AIM: List every line in the data below that contains the word "cloud".
——————
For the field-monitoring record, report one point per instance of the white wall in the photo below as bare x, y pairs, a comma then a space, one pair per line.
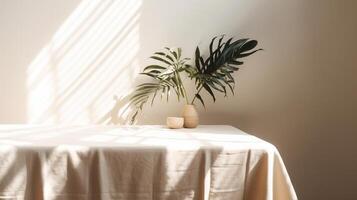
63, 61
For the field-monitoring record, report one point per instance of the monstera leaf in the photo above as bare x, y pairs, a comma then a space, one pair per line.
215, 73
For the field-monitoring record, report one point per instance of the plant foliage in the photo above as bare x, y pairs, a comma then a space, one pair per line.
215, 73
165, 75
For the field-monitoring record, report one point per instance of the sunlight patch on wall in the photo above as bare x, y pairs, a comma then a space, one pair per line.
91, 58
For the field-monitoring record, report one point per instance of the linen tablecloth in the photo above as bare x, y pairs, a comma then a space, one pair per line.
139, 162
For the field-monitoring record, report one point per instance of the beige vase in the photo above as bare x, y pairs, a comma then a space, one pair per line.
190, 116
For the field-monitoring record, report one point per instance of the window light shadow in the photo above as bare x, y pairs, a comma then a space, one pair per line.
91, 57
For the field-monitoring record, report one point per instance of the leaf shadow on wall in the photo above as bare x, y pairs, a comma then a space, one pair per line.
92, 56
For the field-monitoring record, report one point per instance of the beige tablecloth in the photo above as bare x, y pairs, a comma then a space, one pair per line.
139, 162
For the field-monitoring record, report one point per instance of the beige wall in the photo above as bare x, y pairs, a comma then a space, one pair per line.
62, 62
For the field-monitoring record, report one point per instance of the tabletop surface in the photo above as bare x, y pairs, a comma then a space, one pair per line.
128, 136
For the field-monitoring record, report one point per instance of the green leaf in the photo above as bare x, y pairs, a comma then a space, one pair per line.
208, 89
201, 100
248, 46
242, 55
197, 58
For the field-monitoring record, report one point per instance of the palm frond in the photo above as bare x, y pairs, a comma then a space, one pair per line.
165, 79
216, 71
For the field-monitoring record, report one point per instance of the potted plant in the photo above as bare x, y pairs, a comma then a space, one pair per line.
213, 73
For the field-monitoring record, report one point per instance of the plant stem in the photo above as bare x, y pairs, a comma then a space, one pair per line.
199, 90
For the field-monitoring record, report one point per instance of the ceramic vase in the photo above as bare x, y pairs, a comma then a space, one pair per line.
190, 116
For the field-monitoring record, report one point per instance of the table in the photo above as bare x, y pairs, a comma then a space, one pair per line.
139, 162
——————
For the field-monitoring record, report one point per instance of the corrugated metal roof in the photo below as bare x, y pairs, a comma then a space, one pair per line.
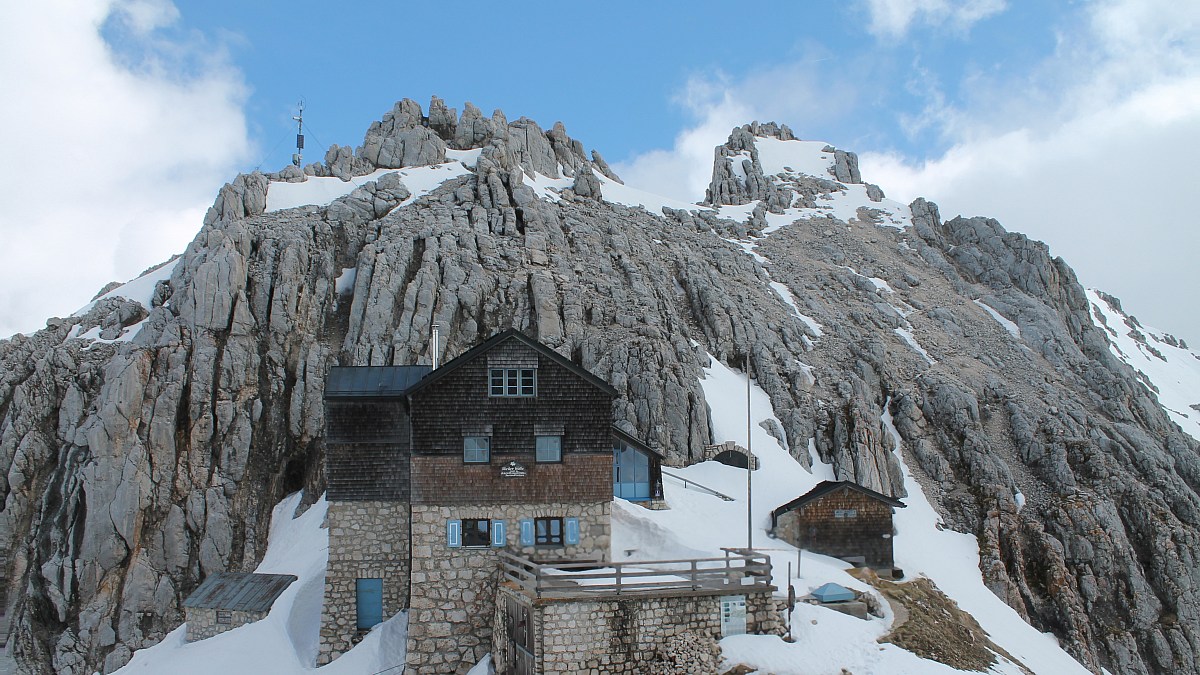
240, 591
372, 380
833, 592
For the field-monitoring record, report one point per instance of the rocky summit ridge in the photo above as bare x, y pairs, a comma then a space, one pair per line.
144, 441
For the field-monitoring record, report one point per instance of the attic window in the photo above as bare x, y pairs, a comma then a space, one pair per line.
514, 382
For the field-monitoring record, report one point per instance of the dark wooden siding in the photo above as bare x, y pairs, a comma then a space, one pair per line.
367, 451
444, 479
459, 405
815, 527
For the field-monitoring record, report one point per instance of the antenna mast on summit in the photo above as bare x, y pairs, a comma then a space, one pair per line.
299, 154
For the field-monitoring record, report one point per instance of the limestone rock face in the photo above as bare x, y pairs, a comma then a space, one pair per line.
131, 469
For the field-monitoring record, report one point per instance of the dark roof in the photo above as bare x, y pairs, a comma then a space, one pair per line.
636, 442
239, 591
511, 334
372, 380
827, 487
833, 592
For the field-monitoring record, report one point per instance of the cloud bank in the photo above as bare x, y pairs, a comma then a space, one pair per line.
——————
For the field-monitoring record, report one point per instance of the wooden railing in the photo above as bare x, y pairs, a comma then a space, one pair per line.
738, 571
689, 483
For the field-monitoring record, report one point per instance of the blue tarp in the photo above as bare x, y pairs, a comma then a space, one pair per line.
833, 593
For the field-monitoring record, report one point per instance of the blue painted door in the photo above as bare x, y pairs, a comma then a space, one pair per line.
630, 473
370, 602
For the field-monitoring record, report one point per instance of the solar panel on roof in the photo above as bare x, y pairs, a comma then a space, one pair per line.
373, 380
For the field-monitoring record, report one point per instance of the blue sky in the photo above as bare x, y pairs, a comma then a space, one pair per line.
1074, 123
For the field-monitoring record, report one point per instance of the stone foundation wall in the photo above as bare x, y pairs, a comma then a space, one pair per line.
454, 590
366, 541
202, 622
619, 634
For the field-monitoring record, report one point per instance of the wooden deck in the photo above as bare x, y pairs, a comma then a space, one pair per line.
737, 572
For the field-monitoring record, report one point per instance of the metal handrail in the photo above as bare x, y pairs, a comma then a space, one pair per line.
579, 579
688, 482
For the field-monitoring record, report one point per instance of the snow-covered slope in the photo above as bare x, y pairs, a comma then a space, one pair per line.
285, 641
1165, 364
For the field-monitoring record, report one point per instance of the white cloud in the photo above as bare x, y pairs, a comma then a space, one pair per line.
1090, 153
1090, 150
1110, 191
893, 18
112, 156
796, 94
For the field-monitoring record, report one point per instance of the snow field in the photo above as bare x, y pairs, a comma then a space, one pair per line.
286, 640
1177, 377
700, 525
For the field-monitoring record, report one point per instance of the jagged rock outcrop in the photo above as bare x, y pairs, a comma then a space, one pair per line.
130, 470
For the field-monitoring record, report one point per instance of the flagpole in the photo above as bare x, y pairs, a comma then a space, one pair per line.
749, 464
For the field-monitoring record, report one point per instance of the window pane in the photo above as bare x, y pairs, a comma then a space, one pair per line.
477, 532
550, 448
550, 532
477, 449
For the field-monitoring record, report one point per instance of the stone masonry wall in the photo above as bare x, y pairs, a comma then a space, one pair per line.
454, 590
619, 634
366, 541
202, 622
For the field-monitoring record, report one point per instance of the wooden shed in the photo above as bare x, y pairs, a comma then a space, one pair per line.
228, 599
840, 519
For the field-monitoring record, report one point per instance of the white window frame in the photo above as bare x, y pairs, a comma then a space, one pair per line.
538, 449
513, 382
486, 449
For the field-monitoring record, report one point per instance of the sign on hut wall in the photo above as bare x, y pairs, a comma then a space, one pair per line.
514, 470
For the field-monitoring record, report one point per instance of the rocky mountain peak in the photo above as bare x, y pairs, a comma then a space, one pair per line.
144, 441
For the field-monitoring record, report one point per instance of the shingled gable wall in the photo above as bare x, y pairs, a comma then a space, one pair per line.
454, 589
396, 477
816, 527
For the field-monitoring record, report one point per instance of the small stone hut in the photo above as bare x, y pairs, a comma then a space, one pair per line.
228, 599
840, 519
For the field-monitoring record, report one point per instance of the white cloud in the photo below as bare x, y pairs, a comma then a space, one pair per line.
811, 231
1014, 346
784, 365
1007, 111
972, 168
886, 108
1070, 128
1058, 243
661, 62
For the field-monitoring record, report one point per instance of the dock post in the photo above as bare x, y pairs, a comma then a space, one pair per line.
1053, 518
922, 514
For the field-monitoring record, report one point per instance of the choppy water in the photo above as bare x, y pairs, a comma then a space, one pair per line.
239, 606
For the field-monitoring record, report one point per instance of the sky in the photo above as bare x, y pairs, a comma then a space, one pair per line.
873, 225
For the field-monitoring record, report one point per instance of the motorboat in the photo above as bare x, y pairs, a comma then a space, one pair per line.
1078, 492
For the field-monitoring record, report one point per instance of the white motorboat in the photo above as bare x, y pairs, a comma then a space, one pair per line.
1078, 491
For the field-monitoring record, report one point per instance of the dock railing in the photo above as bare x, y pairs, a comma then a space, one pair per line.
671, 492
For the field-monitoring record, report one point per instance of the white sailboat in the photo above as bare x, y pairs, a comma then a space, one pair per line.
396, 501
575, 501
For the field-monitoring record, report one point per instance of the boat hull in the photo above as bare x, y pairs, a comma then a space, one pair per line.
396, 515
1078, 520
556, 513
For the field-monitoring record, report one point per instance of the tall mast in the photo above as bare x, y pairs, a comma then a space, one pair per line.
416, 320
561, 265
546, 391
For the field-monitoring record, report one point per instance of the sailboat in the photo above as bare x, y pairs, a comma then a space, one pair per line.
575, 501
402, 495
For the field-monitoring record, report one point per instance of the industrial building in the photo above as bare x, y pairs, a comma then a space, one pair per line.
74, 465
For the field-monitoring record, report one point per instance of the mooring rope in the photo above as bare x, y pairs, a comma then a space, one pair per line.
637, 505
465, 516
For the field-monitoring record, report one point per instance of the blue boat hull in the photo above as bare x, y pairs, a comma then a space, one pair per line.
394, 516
——————
TASK ANSWER:
For the field-monitoring record, report one point per instance of the cloud bank in the photo above as bare x, y pairs, a comma then a space, one pair per line.
For the field-monitoring record, report one point per instance of the white cloud in the photo above as bare x, y pairs, a comma then a space, one pair per line.
For the field-monitoring record, report one point per instance of the white cloud in the photo below as bare x, y pairs, a comma then a space, one pair per line.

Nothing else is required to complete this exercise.